Start of INPUT MATERIAL

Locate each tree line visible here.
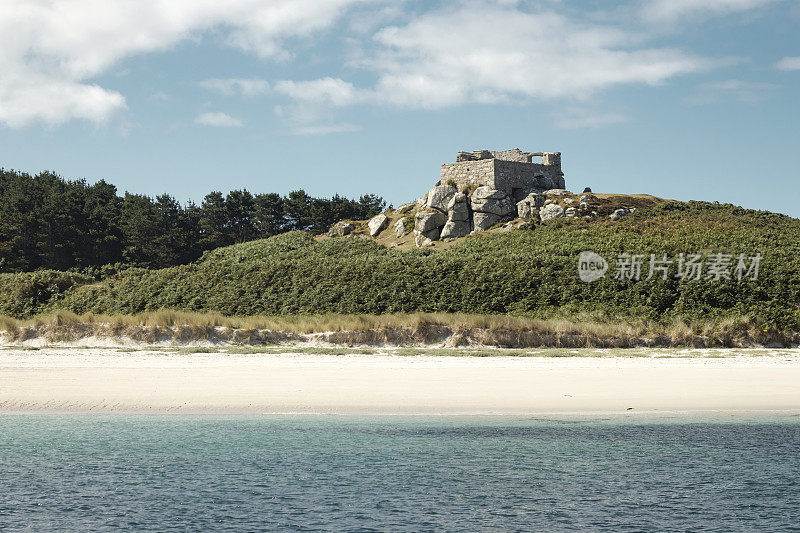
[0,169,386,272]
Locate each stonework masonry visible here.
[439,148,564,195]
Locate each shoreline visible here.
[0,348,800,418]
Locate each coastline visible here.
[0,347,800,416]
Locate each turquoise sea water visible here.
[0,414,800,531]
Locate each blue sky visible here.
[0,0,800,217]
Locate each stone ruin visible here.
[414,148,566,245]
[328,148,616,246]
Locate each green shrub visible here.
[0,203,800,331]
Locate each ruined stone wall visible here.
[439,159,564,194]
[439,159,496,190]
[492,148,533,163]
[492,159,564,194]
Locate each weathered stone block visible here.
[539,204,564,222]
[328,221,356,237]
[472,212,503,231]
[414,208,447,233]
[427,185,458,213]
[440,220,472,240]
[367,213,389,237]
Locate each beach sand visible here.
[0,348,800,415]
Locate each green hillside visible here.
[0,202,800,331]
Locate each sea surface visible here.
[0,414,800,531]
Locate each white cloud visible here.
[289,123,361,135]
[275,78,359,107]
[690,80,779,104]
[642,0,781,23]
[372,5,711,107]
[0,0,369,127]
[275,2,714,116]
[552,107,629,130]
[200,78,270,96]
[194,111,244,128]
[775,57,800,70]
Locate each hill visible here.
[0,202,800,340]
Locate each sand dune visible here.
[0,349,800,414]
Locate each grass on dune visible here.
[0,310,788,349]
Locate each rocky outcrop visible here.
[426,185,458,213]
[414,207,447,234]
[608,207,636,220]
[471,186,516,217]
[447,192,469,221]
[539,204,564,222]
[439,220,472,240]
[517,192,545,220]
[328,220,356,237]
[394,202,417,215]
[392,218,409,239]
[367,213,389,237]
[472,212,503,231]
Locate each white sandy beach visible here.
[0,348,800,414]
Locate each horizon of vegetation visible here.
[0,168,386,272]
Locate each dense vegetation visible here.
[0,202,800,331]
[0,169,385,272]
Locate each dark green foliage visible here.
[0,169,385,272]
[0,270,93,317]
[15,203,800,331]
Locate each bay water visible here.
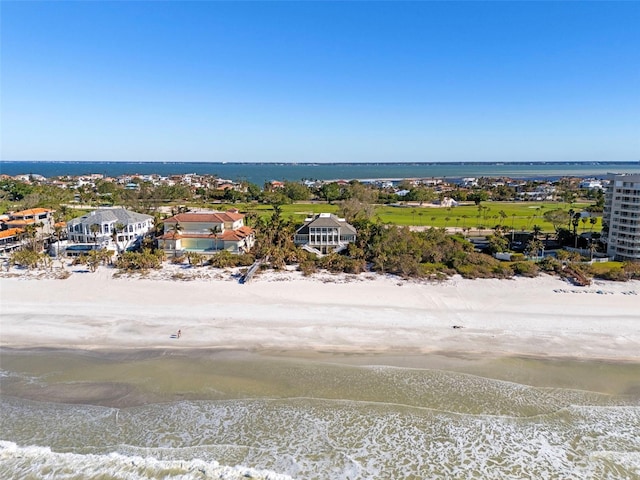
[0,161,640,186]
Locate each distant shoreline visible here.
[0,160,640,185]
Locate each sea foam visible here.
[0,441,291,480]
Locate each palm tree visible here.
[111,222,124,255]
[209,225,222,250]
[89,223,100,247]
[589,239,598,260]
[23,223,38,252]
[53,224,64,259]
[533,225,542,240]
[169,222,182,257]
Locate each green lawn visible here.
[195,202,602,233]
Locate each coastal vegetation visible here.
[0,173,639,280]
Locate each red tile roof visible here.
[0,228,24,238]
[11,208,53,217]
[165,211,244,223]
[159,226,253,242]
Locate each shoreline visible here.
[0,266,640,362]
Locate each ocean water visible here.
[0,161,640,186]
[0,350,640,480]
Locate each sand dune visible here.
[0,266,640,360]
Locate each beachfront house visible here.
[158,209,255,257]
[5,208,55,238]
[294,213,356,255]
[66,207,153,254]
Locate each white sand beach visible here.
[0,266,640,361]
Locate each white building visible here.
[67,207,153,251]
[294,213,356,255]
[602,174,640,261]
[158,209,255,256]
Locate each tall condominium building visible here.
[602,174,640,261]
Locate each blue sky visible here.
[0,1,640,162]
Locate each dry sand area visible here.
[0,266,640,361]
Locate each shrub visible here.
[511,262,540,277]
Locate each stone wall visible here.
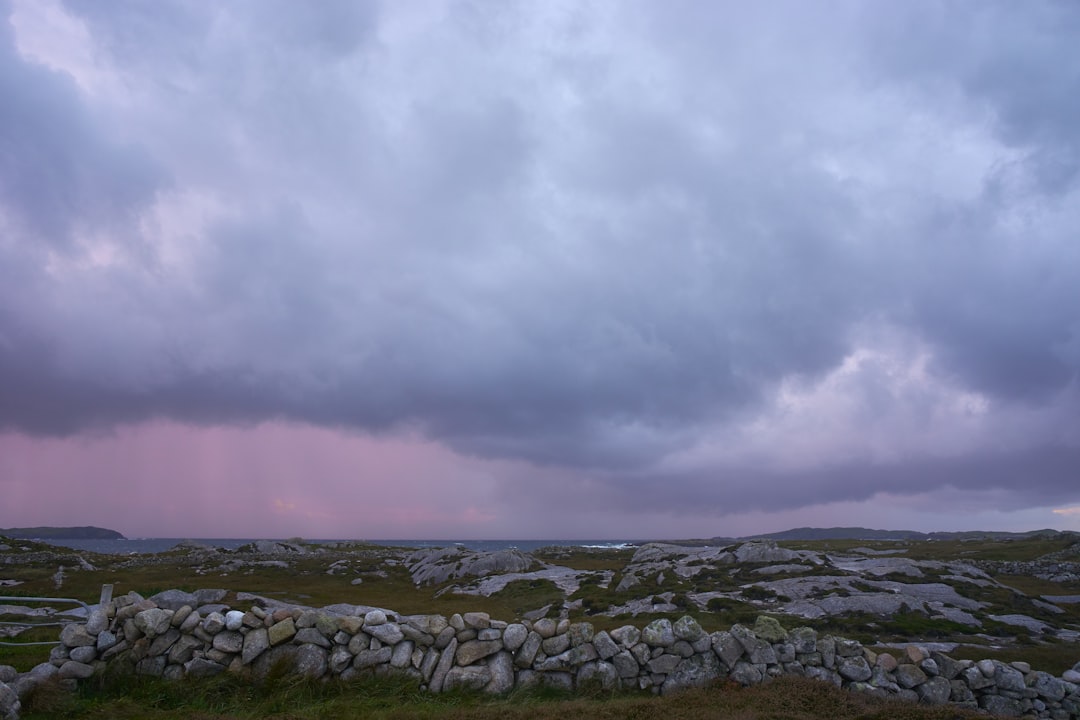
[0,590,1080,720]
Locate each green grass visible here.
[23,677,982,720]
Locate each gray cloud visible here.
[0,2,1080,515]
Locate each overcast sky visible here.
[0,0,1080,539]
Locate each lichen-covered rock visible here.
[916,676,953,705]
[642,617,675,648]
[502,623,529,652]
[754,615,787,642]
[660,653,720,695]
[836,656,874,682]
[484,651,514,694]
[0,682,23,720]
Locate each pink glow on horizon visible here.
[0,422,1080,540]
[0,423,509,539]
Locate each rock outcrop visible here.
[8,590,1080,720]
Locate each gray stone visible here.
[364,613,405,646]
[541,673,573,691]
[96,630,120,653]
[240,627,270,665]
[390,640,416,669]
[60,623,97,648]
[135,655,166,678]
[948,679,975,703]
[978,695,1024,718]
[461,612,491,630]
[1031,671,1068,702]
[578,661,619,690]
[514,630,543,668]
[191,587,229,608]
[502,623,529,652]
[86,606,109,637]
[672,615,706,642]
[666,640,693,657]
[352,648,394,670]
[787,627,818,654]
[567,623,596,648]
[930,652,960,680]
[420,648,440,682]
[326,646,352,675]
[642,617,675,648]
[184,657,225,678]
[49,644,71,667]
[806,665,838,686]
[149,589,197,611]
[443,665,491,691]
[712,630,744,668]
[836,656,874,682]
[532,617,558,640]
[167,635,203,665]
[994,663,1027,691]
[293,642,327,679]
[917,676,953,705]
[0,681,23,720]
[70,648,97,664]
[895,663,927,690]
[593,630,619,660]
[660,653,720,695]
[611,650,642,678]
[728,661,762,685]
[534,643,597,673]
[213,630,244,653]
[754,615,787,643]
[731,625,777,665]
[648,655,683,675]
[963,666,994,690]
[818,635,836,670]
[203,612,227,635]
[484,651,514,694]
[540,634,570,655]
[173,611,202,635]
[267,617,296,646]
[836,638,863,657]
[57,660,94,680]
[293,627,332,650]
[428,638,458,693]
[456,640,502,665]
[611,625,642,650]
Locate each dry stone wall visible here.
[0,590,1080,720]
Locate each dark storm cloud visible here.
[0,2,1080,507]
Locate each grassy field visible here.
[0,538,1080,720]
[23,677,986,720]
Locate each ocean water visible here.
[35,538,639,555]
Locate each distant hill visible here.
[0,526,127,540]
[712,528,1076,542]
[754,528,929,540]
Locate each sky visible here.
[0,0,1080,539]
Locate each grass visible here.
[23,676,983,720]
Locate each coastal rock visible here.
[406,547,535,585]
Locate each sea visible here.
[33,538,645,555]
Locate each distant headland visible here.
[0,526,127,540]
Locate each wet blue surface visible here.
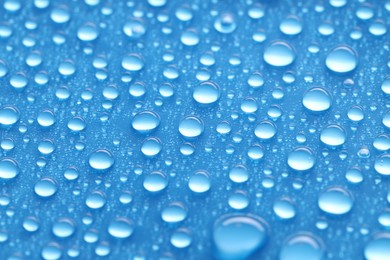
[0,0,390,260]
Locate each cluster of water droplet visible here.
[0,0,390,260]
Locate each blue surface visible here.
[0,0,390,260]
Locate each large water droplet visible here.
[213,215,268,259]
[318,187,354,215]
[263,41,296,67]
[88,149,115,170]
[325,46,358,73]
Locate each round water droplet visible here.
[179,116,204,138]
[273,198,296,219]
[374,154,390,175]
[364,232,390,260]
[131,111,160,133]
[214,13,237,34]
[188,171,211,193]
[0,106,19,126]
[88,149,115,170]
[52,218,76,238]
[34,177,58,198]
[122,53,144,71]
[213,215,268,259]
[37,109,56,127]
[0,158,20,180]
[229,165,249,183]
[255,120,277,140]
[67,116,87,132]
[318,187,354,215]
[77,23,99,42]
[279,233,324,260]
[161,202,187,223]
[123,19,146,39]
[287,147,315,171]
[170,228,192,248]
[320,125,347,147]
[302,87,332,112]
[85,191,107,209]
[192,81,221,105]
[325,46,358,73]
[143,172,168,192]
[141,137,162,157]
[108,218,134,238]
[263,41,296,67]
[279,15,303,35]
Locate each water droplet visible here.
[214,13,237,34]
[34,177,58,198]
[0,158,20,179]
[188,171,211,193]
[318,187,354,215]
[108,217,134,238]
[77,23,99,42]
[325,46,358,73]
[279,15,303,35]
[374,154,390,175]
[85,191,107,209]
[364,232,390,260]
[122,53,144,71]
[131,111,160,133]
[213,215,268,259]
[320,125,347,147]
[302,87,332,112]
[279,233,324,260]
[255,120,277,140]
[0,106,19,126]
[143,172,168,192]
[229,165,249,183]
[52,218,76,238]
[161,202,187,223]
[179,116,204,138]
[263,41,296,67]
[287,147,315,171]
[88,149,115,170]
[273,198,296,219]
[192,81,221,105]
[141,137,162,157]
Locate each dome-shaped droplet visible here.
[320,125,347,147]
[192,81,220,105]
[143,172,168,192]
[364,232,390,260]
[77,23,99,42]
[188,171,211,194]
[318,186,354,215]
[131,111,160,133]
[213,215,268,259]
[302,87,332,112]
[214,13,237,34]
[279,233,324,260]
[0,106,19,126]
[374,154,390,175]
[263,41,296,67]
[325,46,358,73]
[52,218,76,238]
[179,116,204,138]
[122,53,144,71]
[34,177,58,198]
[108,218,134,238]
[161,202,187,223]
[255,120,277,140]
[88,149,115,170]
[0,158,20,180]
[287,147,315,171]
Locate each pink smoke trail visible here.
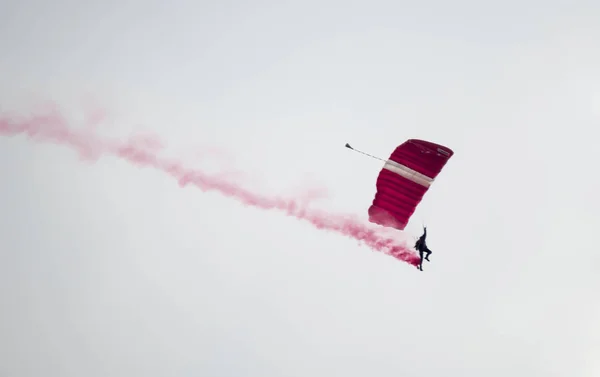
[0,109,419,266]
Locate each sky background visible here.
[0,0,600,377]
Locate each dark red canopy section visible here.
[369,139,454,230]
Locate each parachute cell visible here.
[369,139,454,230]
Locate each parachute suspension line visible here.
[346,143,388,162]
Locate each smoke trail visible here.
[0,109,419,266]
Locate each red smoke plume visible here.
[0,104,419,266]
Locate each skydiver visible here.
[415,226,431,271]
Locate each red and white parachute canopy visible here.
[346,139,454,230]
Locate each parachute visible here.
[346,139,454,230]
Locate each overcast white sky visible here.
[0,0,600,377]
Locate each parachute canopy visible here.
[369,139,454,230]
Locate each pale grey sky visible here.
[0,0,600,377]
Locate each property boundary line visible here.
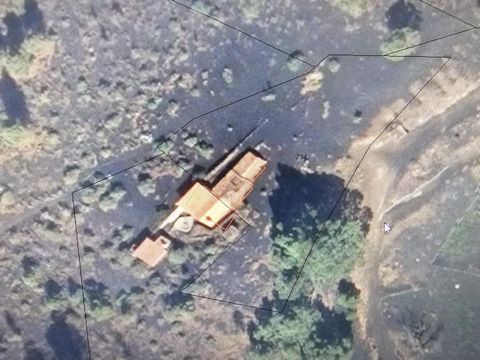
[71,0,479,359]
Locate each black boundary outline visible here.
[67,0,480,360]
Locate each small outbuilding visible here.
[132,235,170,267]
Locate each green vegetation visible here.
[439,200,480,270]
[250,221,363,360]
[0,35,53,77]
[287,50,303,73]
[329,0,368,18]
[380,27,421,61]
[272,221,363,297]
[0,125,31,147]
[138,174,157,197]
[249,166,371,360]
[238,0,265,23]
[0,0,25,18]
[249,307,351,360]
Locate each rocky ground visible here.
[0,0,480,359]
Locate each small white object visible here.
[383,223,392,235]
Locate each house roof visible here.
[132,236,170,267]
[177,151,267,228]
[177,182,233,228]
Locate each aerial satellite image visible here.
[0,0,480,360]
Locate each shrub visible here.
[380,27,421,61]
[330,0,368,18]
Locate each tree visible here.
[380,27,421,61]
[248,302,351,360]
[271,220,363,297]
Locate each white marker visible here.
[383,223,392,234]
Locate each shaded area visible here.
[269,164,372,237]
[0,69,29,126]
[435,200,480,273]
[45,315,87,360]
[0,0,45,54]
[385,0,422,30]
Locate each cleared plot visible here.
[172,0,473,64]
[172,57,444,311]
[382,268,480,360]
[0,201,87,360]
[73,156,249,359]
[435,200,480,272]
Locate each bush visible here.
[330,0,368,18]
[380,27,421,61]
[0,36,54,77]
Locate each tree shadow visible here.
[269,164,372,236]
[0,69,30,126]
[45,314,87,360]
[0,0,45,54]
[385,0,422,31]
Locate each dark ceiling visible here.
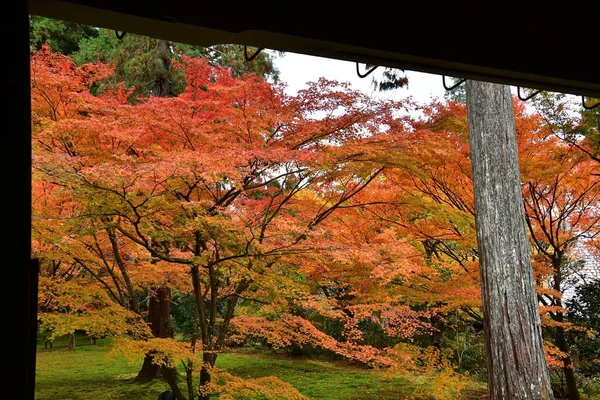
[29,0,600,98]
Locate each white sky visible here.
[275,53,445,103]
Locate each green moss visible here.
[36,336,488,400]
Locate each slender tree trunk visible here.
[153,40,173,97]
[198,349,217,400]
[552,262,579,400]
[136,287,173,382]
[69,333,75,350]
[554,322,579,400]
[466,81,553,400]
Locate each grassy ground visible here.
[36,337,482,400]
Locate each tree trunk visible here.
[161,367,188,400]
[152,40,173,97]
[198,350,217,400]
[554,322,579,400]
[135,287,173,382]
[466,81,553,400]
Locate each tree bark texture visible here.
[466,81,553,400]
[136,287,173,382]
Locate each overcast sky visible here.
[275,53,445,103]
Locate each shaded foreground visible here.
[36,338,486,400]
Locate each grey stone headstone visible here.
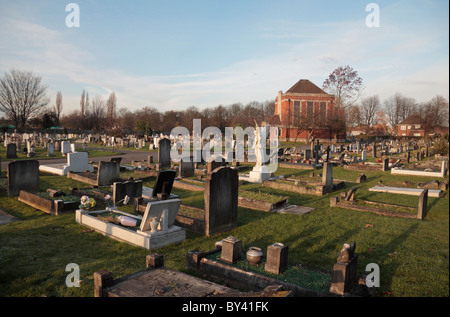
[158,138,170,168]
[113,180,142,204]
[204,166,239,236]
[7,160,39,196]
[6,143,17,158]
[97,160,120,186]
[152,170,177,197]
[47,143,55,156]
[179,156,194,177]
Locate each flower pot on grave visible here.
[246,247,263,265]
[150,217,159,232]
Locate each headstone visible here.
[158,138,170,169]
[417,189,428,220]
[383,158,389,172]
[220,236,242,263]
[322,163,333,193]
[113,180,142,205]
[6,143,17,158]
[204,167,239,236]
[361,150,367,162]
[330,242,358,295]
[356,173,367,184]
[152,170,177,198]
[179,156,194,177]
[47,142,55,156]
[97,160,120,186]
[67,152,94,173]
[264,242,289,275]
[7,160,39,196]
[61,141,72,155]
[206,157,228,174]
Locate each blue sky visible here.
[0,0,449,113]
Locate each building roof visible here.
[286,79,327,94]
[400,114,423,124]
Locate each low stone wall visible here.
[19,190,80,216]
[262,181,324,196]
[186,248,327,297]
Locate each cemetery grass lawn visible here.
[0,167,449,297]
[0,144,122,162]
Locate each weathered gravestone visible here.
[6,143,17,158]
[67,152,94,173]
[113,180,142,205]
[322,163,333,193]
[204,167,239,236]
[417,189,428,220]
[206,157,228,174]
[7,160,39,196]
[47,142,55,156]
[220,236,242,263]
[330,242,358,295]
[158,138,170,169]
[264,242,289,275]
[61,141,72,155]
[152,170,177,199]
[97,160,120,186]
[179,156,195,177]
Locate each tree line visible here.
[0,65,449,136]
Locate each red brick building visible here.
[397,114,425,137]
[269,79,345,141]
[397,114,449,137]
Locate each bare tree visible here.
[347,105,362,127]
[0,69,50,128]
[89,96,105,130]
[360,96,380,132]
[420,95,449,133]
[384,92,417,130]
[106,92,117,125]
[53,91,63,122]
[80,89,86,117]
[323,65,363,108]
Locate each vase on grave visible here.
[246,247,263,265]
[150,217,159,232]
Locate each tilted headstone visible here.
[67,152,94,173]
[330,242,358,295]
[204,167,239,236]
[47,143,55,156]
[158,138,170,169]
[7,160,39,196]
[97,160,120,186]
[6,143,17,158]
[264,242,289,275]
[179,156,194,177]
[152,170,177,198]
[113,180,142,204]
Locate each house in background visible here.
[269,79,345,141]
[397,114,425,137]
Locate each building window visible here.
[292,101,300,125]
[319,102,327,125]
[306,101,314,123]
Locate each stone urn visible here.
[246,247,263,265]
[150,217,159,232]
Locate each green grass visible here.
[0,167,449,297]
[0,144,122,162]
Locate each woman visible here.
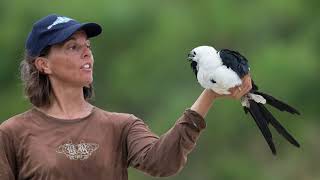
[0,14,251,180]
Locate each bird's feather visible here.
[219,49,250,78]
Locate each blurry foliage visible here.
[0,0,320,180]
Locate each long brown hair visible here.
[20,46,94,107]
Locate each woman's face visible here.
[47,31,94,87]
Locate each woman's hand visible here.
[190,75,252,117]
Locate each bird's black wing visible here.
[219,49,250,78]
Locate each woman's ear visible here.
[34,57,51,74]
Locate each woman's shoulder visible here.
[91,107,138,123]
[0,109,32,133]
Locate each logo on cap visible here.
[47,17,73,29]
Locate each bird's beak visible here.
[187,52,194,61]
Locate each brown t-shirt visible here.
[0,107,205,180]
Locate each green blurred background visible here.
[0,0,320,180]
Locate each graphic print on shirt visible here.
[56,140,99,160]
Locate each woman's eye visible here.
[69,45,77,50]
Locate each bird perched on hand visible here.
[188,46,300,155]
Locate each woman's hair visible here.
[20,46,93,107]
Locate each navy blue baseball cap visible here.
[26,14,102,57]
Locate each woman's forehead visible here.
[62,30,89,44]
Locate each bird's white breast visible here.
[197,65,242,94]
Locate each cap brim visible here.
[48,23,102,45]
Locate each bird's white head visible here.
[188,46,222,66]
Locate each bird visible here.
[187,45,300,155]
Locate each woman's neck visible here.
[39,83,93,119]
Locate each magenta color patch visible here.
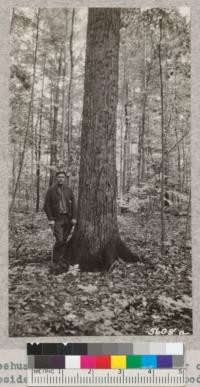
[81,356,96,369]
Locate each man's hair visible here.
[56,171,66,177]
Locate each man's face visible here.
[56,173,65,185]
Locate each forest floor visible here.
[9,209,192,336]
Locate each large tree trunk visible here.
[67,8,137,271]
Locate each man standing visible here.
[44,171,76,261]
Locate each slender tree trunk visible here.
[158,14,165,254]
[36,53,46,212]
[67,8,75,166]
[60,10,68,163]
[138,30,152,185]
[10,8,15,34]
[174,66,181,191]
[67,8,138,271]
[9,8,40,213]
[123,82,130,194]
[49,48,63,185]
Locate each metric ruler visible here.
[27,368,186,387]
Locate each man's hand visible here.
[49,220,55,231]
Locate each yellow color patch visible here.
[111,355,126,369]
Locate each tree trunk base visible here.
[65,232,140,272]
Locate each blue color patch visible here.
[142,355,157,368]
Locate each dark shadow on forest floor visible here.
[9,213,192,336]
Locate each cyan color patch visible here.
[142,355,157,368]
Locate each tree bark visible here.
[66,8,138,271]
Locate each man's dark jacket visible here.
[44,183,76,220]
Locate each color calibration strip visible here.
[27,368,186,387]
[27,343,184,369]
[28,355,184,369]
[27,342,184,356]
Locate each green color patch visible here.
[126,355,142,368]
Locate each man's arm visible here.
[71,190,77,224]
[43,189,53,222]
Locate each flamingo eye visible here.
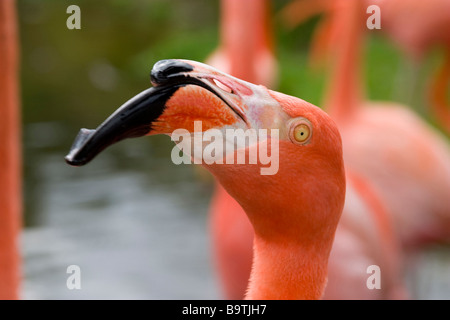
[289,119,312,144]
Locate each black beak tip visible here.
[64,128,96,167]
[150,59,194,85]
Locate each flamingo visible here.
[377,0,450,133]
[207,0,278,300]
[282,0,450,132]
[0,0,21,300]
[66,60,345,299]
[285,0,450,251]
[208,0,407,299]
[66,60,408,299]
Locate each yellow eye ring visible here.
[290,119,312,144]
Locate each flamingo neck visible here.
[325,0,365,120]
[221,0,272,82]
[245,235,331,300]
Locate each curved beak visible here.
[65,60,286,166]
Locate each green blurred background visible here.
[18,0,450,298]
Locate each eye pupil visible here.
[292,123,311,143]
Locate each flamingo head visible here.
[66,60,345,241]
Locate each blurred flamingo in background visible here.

End of INPUT MATERIAL

EXERCISE BRIEF: Rescale the data from the line that contains "Locate each skydiver visible here." through the line that contains "[385,0,422,31]", both included. Multiply every bounding-box coordinate by 2.2 and round to whole numbers with halves going up, copy each other line unchanged, and leave out the picture lines.

RESULT FOR THIS EXERCISE:
Locate each skydiver visible here.
[913,497,948,596]
Locate each red and white parachute canopy visible here.
[761,306,999,506]
Locate each parachute visible here.
[761,306,999,506]
Locate each overcast white sky visible here.
[0,0,1320,829]
Locate each parachute canopy visible here.
[812,306,999,506]
Locate each pale grey sky visible here.
[0,0,1320,829]
Locate each property boundary line visible here.
[156,0,1054,790]
Locate each black boundary outline visible here.
[147,0,1056,792]
Locate each small outbuilding visible here.
[290,517,374,587]
Locate each green vegetation visible here.
[966,440,1056,594]
[550,486,799,792]
[0,77,117,169]
[631,110,667,161]
[724,0,810,40]
[836,59,926,134]
[598,486,799,653]
[0,275,68,323]
[304,383,345,433]
[548,365,816,792]
[524,0,583,51]
[0,0,55,40]
[548,675,772,792]
Locate each rocky ground visible here.
[0,0,1056,790]
Locate each small white object visible here.
[843,491,862,517]
Locate each house roof visible here.
[290,519,374,587]
[389,332,587,502]
[389,400,513,502]
Locate each aerial satellite image visible here.
[0,0,1056,792]
Locate each shrub visible here.
[836,59,926,134]
[726,0,810,40]
Locate each tree visible here.
[836,59,926,134]
[546,664,772,792]
[596,484,799,653]
Locate each white marker visible here.
[843,491,862,515]
Locate each shaded area visible here.
[592,361,818,521]
[0,152,64,277]
[957,440,1056,601]
[99,693,191,792]
[0,0,99,119]
[847,0,928,66]
Locate each cleared plot visible here.
[378,0,1041,141]
[378,125,977,684]
[840,590,1056,792]
[0,442,191,792]
[161,343,548,790]
[957,440,1056,598]
Locate each bush visible here.
[726,0,810,40]
[836,59,926,134]
[0,79,119,169]
Locate each tree shadow visible here.
[592,361,818,519]
[0,152,66,277]
[99,691,191,792]
[0,0,99,119]
[847,0,928,68]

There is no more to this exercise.